• Written request
Render each line of the material below as a JSON list of strings, one string per line, omitting any blank lines.

[Labeled point records]
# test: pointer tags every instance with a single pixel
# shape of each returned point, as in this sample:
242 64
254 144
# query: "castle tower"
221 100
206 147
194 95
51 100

• Task answer
[
  "# test: pointer tags every instance with a single pixel",
  "# shape of each returned point, as in this sample:",
  "242 64",
  "254 144",
  "# query: \"castle tower\"",
  "221 100",
  "206 147",
  "194 95",
  "51 100"
]